INFORMATION SUPPLIED.
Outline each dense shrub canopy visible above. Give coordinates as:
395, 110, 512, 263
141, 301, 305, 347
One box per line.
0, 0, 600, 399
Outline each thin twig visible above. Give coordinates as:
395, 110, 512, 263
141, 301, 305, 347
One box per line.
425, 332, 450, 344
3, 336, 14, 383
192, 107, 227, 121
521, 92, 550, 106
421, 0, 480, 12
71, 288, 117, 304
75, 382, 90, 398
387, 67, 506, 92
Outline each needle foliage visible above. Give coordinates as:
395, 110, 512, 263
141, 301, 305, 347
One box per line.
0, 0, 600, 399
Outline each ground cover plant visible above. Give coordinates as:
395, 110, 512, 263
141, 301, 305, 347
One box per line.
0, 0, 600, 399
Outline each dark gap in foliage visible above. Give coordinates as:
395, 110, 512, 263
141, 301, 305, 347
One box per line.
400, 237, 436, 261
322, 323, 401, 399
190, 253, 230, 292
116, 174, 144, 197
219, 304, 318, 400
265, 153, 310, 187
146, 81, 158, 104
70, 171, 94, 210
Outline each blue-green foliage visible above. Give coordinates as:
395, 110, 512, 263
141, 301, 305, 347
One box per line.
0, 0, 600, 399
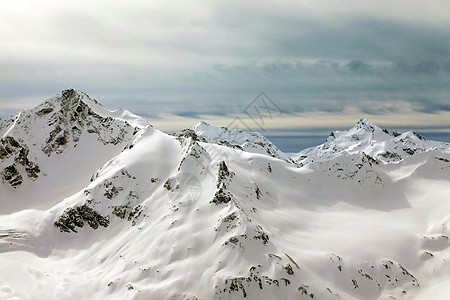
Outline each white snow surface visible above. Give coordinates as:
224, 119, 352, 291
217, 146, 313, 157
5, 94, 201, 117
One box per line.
0, 91, 450, 299
291, 118, 450, 165
193, 121, 294, 163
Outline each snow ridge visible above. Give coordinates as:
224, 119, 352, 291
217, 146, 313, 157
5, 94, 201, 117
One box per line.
0, 90, 450, 299
293, 118, 450, 165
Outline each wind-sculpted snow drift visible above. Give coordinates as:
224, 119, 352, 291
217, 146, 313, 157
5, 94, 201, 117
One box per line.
0, 90, 450, 299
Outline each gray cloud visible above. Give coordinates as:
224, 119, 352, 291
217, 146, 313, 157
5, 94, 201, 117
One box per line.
0, 1, 450, 122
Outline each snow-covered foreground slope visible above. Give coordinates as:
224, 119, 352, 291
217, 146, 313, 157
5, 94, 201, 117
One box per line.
293, 119, 450, 165
0, 90, 144, 214
0, 92, 450, 299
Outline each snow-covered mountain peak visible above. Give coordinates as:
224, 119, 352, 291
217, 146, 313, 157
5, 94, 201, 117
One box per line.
294, 118, 450, 165
188, 121, 293, 163
0, 89, 142, 205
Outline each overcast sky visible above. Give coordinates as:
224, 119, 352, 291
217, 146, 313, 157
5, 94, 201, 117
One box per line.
0, 0, 450, 147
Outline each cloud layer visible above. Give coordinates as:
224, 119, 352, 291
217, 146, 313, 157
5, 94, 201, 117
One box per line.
0, 0, 450, 131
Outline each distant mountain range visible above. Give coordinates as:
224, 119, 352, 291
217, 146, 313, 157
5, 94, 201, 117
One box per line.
0, 90, 450, 299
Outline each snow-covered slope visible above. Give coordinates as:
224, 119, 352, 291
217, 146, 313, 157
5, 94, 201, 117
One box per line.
293, 119, 450, 165
0, 92, 450, 299
181, 121, 294, 163
0, 90, 148, 214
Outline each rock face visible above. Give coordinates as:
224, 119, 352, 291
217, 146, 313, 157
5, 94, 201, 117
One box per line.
0, 89, 140, 188
0, 90, 450, 299
293, 119, 450, 165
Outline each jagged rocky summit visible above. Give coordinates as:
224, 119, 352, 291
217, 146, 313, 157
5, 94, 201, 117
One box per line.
0, 90, 450, 299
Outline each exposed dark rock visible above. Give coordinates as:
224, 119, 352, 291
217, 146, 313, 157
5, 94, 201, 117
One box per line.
53, 204, 109, 233
2, 164, 23, 188
210, 188, 231, 205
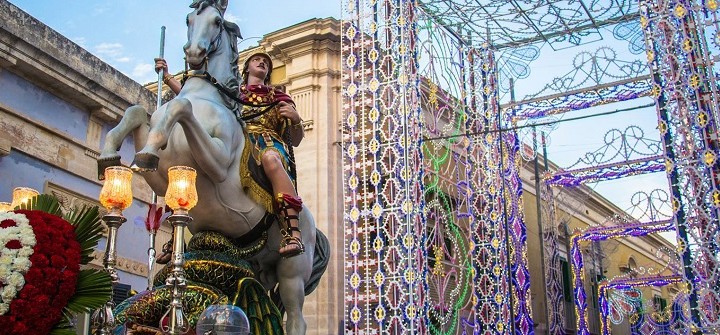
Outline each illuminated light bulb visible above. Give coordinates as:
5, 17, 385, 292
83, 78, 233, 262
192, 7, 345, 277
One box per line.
10, 187, 40, 209
100, 166, 133, 212
165, 166, 198, 212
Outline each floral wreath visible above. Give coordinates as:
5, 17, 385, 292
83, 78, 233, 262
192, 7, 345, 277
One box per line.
0, 195, 112, 335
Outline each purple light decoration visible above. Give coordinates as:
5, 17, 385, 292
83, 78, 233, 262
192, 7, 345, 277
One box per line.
570, 219, 675, 335
598, 275, 683, 335
545, 156, 665, 187
510, 80, 652, 121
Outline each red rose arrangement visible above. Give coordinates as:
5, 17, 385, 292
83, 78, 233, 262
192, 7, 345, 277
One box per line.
0, 195, 111, 335
0, 210, 80, 335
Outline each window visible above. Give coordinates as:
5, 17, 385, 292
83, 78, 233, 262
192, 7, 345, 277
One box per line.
560, 258, 572, 302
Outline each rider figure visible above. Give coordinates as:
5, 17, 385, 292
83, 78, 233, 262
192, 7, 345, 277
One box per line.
155, 52, 304, 257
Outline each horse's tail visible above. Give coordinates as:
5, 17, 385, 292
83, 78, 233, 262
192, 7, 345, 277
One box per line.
270, 229, 330, 314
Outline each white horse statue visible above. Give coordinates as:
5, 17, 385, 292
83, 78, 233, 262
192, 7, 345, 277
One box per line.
98, 0, 328, 335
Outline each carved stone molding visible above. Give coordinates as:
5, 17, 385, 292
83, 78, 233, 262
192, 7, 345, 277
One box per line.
0, 137, 12, 157
90, 250, 147, 277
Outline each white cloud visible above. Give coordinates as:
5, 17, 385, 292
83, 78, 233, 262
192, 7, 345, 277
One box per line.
93, 4, 110, 16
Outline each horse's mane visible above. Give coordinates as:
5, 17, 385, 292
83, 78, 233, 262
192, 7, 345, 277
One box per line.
190, 0, 214, 14
190, 0, 240, 115
220, 28, 240, 115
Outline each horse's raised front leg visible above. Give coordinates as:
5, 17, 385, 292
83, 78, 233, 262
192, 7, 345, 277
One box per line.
97, 105, 148, 180
130, 98, 192, 172
132, 98, 238, 183
276, 254, 312, 335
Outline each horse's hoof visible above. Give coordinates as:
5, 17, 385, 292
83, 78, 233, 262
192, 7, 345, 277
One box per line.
130, 152, 160, 172
97, 155, 122, 180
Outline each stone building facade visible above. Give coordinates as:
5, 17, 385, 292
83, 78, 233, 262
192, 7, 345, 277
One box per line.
0, 0, 669, 335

PROBLEM DETAILS. Show each line of the data above that contains the word "horse". Copy each line in full.

COMPLETED TASK.
Outline each horse's tail visible above. Give coordinates as:
Outline each white horse statue visible above. Give coordinates as:
Outline each horse's mane visible above. Give coordinates as:
Outline each horse's raised front leg visible above. Give coordinates as:
Outline each horse's hoof visible above. Give coordinates as:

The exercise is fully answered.